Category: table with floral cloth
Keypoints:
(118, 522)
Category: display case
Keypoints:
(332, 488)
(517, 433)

--------------------------------------------------

#### ABOUT THIS EXERCISE:
The material above needs to be reproduced exactly as written.

#### WRITTEN REPLY:
Category: table with floral cloth
Keypoints:
(118, 522)
Category: display case
Keypoints:
(332, 488)
(517, 433)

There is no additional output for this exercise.